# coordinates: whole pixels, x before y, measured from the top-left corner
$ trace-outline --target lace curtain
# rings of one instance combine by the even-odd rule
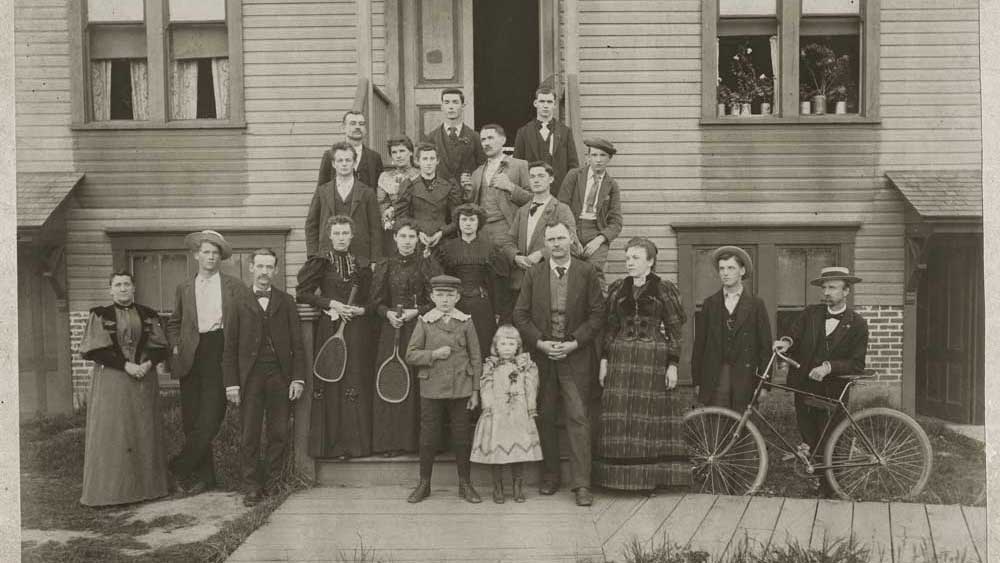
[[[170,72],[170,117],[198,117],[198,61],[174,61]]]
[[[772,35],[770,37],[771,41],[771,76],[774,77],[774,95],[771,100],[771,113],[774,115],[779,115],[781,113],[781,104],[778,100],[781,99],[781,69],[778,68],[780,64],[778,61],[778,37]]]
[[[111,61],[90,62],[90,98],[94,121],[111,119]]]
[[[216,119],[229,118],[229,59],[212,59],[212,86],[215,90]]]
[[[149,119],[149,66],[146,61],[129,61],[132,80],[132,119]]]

==

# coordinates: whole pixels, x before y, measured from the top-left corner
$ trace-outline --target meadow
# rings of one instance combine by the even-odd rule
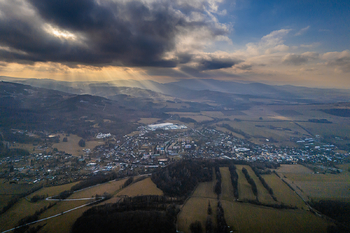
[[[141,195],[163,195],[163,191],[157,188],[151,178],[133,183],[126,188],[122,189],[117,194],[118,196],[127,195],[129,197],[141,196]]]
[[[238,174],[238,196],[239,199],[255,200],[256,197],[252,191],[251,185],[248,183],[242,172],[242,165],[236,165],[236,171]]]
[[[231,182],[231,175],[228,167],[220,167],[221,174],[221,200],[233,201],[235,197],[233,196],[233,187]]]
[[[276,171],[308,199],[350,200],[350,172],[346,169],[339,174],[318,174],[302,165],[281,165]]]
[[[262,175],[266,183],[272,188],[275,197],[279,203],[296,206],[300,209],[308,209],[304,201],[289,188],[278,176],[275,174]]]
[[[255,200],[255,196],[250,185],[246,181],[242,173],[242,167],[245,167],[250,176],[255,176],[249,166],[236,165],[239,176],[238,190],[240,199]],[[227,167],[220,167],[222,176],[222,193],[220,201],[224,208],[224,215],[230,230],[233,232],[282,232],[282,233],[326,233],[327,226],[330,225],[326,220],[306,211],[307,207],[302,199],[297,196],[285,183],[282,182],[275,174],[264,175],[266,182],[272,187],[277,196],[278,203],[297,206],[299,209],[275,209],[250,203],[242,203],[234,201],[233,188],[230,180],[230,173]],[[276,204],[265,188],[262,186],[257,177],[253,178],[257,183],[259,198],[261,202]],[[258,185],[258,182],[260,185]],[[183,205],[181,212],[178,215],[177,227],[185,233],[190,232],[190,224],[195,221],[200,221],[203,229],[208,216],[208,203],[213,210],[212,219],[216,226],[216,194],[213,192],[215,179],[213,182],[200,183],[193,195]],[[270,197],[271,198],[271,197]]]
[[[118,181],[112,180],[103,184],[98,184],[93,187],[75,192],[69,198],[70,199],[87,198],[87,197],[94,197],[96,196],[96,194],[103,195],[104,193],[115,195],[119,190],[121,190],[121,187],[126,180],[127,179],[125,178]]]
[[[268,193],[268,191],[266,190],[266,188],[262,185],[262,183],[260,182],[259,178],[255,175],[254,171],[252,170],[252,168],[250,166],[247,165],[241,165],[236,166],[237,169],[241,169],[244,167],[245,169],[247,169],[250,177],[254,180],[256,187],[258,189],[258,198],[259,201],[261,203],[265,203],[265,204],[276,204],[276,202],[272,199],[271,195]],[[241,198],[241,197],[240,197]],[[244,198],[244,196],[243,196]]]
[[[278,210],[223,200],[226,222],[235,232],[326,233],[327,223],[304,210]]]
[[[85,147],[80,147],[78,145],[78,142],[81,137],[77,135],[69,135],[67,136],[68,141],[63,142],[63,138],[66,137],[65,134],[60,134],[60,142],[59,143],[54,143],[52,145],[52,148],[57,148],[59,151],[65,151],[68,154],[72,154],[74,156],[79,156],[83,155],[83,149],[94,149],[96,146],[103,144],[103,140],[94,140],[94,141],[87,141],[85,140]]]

...

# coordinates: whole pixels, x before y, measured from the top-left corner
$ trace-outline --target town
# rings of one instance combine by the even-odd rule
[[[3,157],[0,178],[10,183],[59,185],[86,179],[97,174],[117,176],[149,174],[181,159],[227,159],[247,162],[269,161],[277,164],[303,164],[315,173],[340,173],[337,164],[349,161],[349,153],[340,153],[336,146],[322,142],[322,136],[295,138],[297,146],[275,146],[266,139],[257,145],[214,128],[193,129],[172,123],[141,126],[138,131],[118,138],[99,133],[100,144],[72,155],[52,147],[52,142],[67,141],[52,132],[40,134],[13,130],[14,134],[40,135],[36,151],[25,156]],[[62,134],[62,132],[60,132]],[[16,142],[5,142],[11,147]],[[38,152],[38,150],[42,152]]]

_TASK OBJECTIVE:_
I need each line of the entries that holds the string "trace" located and copied.

_THE ANSWER:_
$ trace-outline --target lace curtain
$ trace-outline --target meadow
$ trace-outline --target town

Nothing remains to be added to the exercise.